WHAT TO WORK ON:
Edit every row below by replacing "top-left corner" with "upper-left corner", keeping all other text unchanged, and omit the pictures from your output.

[begin ROWS]

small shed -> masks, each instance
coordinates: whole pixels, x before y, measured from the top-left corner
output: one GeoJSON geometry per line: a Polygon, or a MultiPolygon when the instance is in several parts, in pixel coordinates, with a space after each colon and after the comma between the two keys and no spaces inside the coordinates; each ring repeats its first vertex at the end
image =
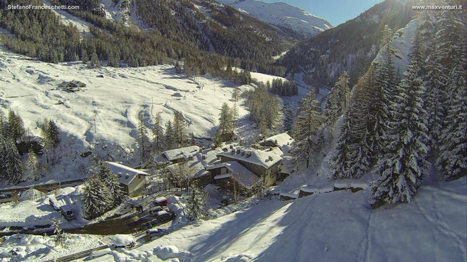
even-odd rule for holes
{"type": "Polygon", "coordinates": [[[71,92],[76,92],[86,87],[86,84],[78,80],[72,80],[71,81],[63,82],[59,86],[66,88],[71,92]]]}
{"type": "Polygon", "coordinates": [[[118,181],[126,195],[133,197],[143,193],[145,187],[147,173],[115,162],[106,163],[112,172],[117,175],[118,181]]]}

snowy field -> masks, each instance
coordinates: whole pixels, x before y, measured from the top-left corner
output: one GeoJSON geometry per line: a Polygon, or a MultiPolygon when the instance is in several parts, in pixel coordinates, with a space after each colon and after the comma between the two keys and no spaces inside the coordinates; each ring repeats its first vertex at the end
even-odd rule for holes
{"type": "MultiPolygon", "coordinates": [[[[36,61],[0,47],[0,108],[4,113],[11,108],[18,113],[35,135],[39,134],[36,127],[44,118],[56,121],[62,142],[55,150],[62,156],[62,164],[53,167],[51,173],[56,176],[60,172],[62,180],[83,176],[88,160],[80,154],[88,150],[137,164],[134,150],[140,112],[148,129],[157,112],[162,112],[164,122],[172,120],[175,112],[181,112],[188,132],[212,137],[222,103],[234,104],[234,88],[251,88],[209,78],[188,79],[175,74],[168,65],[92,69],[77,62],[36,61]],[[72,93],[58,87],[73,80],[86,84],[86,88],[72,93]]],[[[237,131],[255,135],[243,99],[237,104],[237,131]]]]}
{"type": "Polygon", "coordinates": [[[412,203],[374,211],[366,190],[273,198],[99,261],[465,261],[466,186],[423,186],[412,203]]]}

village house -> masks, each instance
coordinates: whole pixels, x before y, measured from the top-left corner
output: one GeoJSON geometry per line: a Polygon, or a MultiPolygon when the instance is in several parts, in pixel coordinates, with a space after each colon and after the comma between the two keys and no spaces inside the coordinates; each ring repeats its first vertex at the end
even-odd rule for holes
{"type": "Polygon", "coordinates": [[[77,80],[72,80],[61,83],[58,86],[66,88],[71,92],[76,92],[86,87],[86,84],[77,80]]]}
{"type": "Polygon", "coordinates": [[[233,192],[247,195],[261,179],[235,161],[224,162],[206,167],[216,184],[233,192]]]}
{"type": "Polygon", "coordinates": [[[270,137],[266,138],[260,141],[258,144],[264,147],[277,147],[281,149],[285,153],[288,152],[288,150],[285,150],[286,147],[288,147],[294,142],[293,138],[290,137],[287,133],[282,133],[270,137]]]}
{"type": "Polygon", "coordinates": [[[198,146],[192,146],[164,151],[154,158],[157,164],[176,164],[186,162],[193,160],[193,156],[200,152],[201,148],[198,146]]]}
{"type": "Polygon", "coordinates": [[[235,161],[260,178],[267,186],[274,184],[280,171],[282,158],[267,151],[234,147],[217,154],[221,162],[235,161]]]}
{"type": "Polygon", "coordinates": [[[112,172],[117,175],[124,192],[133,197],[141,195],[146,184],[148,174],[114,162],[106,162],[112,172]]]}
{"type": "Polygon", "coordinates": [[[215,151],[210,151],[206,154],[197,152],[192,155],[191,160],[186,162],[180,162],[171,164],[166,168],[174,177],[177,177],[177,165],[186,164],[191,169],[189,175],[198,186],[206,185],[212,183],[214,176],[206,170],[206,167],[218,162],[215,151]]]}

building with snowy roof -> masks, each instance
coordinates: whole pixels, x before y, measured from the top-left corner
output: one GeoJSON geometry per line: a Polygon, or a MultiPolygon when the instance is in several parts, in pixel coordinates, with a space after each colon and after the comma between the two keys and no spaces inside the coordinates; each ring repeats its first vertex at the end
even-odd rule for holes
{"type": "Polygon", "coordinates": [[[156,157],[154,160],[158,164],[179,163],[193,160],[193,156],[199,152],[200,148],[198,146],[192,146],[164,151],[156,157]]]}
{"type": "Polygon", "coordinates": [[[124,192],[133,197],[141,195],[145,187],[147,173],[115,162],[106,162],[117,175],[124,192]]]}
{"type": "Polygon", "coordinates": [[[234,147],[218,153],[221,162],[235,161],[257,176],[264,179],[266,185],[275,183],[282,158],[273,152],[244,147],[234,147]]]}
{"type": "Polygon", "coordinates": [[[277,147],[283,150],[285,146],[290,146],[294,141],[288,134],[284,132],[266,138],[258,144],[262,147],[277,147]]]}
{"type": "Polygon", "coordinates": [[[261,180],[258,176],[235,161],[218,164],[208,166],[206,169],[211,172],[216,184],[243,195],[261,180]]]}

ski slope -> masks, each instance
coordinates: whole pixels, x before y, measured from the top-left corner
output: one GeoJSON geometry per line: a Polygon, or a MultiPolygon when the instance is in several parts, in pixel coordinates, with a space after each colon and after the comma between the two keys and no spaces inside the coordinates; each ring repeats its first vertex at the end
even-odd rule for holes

[end ROWS]

TASK RESPONSE:
small shed -> masks, each instance
coordinates: whole pixels, x before y, measured from the upper-left corner
output: one GeoJSON geometry per line: a Polygon, or a MultiPolygon when the instance is in several parts, in pixel coordinates, with a space after each colon and after the comma between the two keys and no spaces inside the coordinates; each ring repeats its first vertex at the end
image =
even-odd rule for holes
{"type": "Polygon", "coordinates": [[[71,92],[76,92],[86,87],[86,84],[78,80],[72,80],[71,81],[63,82],[59,86],[66,88],[71,92]]]}
{"type": "Polygon", "coordinates": [[[118,181],[126,195],[133,197],[143,193],[145,187],[147,173],[115,162],[106,163],[112,172],[117,175],[118,181]]]}

snowy field -> masks, each instance
coordinates: whole pixels, x before y, measured from the upper-left corner
output: one GeoJSON geometry per line: a Polygon, or a MultiPolygon when the instance is in several parts, in pixel coordinates, with a space after each colon and after the comma between the two keys and no spaces inside the coordinates; each ring repeats its first vertex at the end
even-odd rule for holes
{"type": "MultiPolygon", "coordinates": [[[[36,61],[0,47],[0,108],[4,113],[11,108],[18,113],[35,135],[39,134],[36,127],[44,118],[56,121],[62,142],[55,150],[62,156],[62,164],[53,167],[51,173],[56,176],[60,172],[62,180],[83,176],[88,160],[80,154],[88,150],[137,164],[134,150],[140,112],[148,129],[157,112],[162,112],[164,122],[172,120],[175,112],[181,112],[188,132],[212,137],[222,103],[234,104],[234,88],[251,88],[209,78],[188,79],[175,74],[168,65],[92,69],[77,62],[36,61]],[[72,93],[58,87],[73,80],[86,84],[86,88],[72,93]]],[[[237,131],[255,135],[243,99],[237,104],[237,131]]]]}
{"type": "Polygon", "coordinates": [[[412,203],[374,211],[366,190],[273,198],[99,261],[465,261],[466,186],[423,186],[412,203]]]}

village house -> masks, each instance
coordinates: whole pixels, x before y, measured from the upper-left corner
output: one GeoJSON geometry per line: a Polygon, or a MultiPolygon when the instance is in several parts, in pixel coordinates, with a space after each colon and after the comma between the two keys and no spaces inside the coordinates; each ring repeats its first vertex at the end
even-odd rule for holes
{"type": "Polygon", "coordinates": [[[77,80],[72,80],[61,83],[58,86],[66,88],[71,92],[76,92],[86,87],[86,84],[77,80]]]}
{"type": "Polygon", "coordinates": [[[233,192],[247,195],[261,179],[235,161],[224,162],[206,167],[216,184],[233,192]]]}
{"type": "Polygon", "coordinates": [[[270,137],[266,138],[260,141],[258,144],[264,147],[277,147],[281,149],[285,153],[288,152],[288,150],[285,150],[286,147],[288,147],[294,142],[293,138],[290,137],[287,133],[282,133],[270,137]]]}
{"type": "Polygon", "coordinates": [[[198,146],[192,146],[164,151],[154,158],[157,164],[176,164],[186,162],[193,160],[193,156],[200,152],[201,148],[198,146]]]}
{"type": "Polygon", "coordinates": [[[235,161],[260,178],[267,186],[274,184],[280,171],[282,158],[267,151],[234,147],[217,154],[221,162],[235,161]]]}
{"type": "Polygon", "coordinates": [[[112,172],[117,175],[124,192],[133,197],[141,195],[146,184],[148,174],[114,162],[106,162],[112,172]]]}
{"type": "Polygon", "coordinates": [[[215,151],[210,151],[206,154],[197,152],[192,155],[191,160],[186,162],[180,162],[171,164],[166,168],[174,177],[177,177],[177,165],[186,164],[191,169],[189,175],[198,186],[206,185],[212,183],[214,176],[206,170],[206,167],[218,162],[215,151]]]}

building with snowy roof -> masks, each instance
coordinates: whole pixels, x before y, measured from the upper-left corner
output: one GeoJSON geometry per line: a Polygon, or a MultiPolygon when the instance is in several parts, in pixel coordinates, with a space after each colon and after the comma between the two keys and no spaces inside the coordinates; each ring repeats its first vertex at the end
even-odd rule for holes
{"type": "Polygon", "coordinates": [[[156,157],[154,160],[158,164],[179,163],[193,160],[193,156],[199,152],[200,148],[198,146],[192,146],[164,151],[156,157]]]}
{"type": "Polygon", "coordinates": [[[124,192],[133,197],[141,195],[145,187],[147,173],[115,162],[106,162],[117,175],[124,192]]]}
{"type": "Polygon", "coordinates": [[[234,147],[218,153],[221,162],[235,161],[257,176],[264,179],[266,185],[275,183],[282,158],[273,152],[244,147],[234,147]]]}
{"type": "Polygon", "coordinates": [[[277,147],[283,150],[285,146],[290,146],[294,141],[288,134],[284,132],[266,138],[258,144],[262,147],[277,147]]]}
{"type": "Polygon", "coordinates": [[[261,180],[258,176],[235,161],[218,164],[208,166],[206,169],[211,172],[216,184],[243,195],[261,180]]]}

ski slope -> masks, each instance
coordinates: whole pixels, x before y, measured from the upper-left corner
output: one GeoJSON geometry per line: a Polygon, or a MultiPolygon when the instance is in several parts, in pixel coordinates, with a space after each colon and after the comma between the two keys and no spaces inside the coordinates; each ring repeats its first vertex at the end
even-odd rule for holes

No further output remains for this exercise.